(TEXT BLOCK):
SLO Aiport connects growing business scene to the world
IN THIS ARTICLE
- Central Coast Topic
- Jorge Mercado Author
By Jorge Mercado Thursday, June 22nd, 2023
San Luis Obispo’s airport being able to offer direct flights to Vegas is a huge bump for tourism, but it’s an even bigger boost for the business community across the county and another opportunity to show the world how much that business scene has changed over the years.
On June 15, Alaska Airlines announced it will begin daily nonstop flights from San Luis Obispo County Regional Airport to Harry Reid International Airport in Las Vegas starting on Dec. 15.
“This really is important for so many reasons,” Jim Dantona, CEO of the San Luis Obispo Chamber of Commerce, told the Business Times.
“You think of the airport and you think tourism but to me, it’s the business piece and the easier it is for people to be here or go somewhere else, that will help our businesses succeed.”
Back in 2018, SLO Airport added a direct flight to the Dallas-Fort Worth area, a move that has reshaped the area, Dantona said.
“The Dallas flight opened opportunities for our companies to participate in Dallas as a hub and with that area being a major hub for the whole south, it is huge,” he said.
For the longest time, SLO County’s startup scene revolved around mom-and-pop shops, restaurants, and things in that line of work.
But over the past decade, as more people begin to learn about San Luis Obispo and what it has to offer, we are seeing a more diverse business scene, Dantona said.
“We never had the big companies set up shop here like some of these other hub areas. We don’t have a Google or an Oracle. We had to create our own livelihood. But now, with our mom-and-pop shops, having them be the backbone of our economy, and now having the outside interest of investment and bringing those tech jobs and access to tech, that has really changed the outlook for our regional economy,” Dantona said.
“All that goes back to our ability to have SLO Airport connected all over the place.”
He added that SLO’s No.1 issue is workforce, given that it is such a small community.
“So the ability to engage somebody in remote work somewhere else if we can’t find them here and having a flight that allows them to visit and have them participate and be a part of the company, it’s huge,” Dantona said.
Contrary to popular belief, however, the airport itself can’t just add flights, according to Courtney Pene, the deputy director of planning & outreach at the SLO Airport.
It is actually the airlines themselves who go to the airport and they will begin offering a new route.

(GIVEN RECORDS):

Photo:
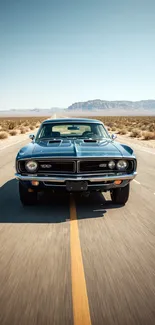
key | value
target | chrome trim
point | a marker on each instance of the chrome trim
(80, 158)
(62, 179)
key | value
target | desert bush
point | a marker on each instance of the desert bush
(3, 135)
(11, 125)
(135, 133)
(151, 127)
(22, 130)
(32, 127)
(148, 135)
(113, 128)
(13, 132)
(122, 132)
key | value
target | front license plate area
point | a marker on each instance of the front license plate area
(76, 186)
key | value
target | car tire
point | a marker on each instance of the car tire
(27, 198)
(120, 195)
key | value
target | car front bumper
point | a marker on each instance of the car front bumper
(94, 182)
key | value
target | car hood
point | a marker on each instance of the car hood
(75, 149)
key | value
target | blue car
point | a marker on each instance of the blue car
(75, 155)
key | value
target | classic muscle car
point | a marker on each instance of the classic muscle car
(76, 155)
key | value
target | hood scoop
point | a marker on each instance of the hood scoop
(90, 141)
(54, 141)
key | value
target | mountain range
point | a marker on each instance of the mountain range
(98, 104)
(90, 107)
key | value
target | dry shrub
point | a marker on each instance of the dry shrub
(11, 125)
(135, 133)
(122, 132)
(3, 135)
(151, 127)
(32, 127)
(22, 130)
(149, 135)
(38, 124)
(13, 132)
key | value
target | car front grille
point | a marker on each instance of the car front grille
(71, 166)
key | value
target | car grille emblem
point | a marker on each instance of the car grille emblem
(44, 166)
(102, 165)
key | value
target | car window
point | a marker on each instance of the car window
(82, 130)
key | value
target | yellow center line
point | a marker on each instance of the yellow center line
(81, 313)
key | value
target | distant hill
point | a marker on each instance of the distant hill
(31, 112)
(98, 104)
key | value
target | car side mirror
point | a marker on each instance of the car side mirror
(32, 136)
(114, 136)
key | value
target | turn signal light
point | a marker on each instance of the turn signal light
(35, 183)
(118, 182)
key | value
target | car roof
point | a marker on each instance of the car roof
(72, 120)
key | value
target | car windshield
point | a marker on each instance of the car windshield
(72, 130)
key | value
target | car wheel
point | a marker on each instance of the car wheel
(120, 195)
(27, 198)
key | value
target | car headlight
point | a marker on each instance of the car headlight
(122, 164)
(111, 164)
(31, 166)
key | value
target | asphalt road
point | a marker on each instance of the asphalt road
(78, 260)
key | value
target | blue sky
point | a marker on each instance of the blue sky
(55, 53)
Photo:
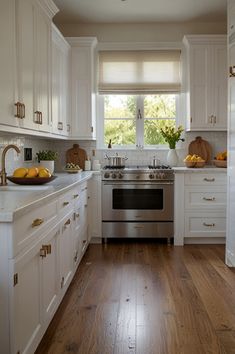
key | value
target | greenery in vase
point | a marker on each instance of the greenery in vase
(172, 135)
(46, 155)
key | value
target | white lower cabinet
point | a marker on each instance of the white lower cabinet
(37, 266)
(200, 207)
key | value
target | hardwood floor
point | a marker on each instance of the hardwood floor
(147, 298)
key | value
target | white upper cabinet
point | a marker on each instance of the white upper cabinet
(7, 63)
(26, 64)
(204, 82)
(83, 87)
(60, 84)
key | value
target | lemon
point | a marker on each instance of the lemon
(20, 172)
(44, 172)
(32, 172)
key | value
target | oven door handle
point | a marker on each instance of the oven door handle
(140, 183)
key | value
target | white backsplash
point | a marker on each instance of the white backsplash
(218, 141)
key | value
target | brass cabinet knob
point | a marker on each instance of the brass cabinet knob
(37, 222)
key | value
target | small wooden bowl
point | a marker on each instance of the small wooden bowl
(220, 163)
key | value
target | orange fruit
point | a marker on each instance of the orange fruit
(32, 172)
(20, 172)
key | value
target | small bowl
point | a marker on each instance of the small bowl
(195, 164)
(220, 163)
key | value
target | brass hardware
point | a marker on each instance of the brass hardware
(17, 104)
(15, 279)
(37, 222)
(232, 71)
(60, 126)
(208, 225)
(209, 179)
(47, 248)
(23, 110)
(68, 222)
(62, 282)
(76, 256)
(3, 174)
(43, 252)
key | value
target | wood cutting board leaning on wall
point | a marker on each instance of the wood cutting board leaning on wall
(77, 156)
(201, 148)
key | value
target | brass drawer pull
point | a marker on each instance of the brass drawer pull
(209, 179)
(47, 248)
(37, 222)
(68, 222)
(208, 225)
(43, 252)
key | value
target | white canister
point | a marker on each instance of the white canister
(87, 165)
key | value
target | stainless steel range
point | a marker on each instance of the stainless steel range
(138, 202)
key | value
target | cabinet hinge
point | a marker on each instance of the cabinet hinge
(15, 279)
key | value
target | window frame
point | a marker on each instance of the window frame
(139, 144)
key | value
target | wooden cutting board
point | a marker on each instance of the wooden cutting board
(77, 156)
(200, 147)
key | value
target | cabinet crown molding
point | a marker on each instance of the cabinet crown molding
(82, 41)
(205, 39)
(49, 7)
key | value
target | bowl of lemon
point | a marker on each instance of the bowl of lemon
(195, 161)
(32, 175)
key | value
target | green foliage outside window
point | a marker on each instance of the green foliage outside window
(120, 118)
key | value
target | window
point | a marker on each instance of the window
(136, 120)
(138, 94)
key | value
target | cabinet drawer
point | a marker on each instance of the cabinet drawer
(66, 202)
(209, 198)
(205, 179)
(205, 225)
(31, 226)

(EXERCISE AIM):
Carry on the article about the San Luis Obispo airport's new Las Vegas flights from the point at which it stops. The records were drawn from a separate source and bear no relation to the article.

(OUTPUT BELOW):
“We as an entity, SLO Airport and Visit SLO CAL, we go to air service conferences and we show demographics for our region, our economics and we talk to them about what we could bring to the airlines,” Pene said.
“But it’s the airlines who gather that information and then come to us and say they want to offer a new flight.”
Still, the timing couldn’t be better.
In a time when regional airports are struggling to even hold on to existing flights, SLO Airport is actually growing, Sally Buffalo Taylor, the communications director at Reach, told the Business Times.
According to the Regional Airline Association, of the 430 airports in the continental United States and Hawaii that offered commercial passenger service before the pandemic, 76% had fewer flights scheduled in 2022 than in 2019.
On the flip side, SLO Airport is actually expecting 2023 to be its busiest year.
“They are continuing to grow and we have seen businesses flourish and be able to take advantage of that market access,” Taylor said.
In 2018, SLO Airport published an economic impact report that found that each new flight added had a positive economic impact worth $6.2 million with each new seat on a flight being enough to add almost one new job and $30,600 in payroll.
“Anytime you open or improve access to a new market, you open business opportunities for companies in that area for potential expansions, partnerships, etc so having that opportunity for that SLO market is going to increase the economic competitiveness for the region as a whole,” Taylor said.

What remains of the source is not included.